[start of DATA FOR PROCESSING]

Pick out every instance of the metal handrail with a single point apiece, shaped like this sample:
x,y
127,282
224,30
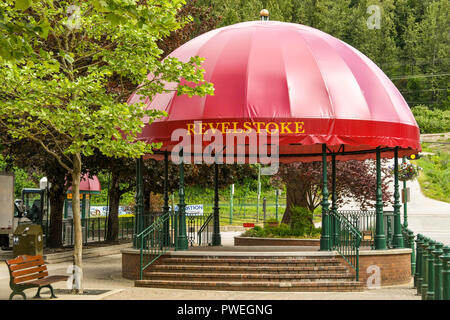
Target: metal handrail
x,y
347,242
202,229
154,241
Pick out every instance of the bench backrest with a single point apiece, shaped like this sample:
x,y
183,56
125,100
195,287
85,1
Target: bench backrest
x,y
26,268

[end of DATA FOR PROCESSING]

● WORK REQUIRED:
Write out again the part of the records that opens with the line containing "Pick out every instance of the bench" and runs through the end of the records, requests included, moving every coordinate in the answers by -104 and leaving all other numbers as they are.

● RIGHT ANSWER:
Pick out every instance of the bench backrest with a single point apiece, shaped like this sample:
x,y
183,56
125,100
195,287
85,1
Target: bench backrest
x,y
-78,164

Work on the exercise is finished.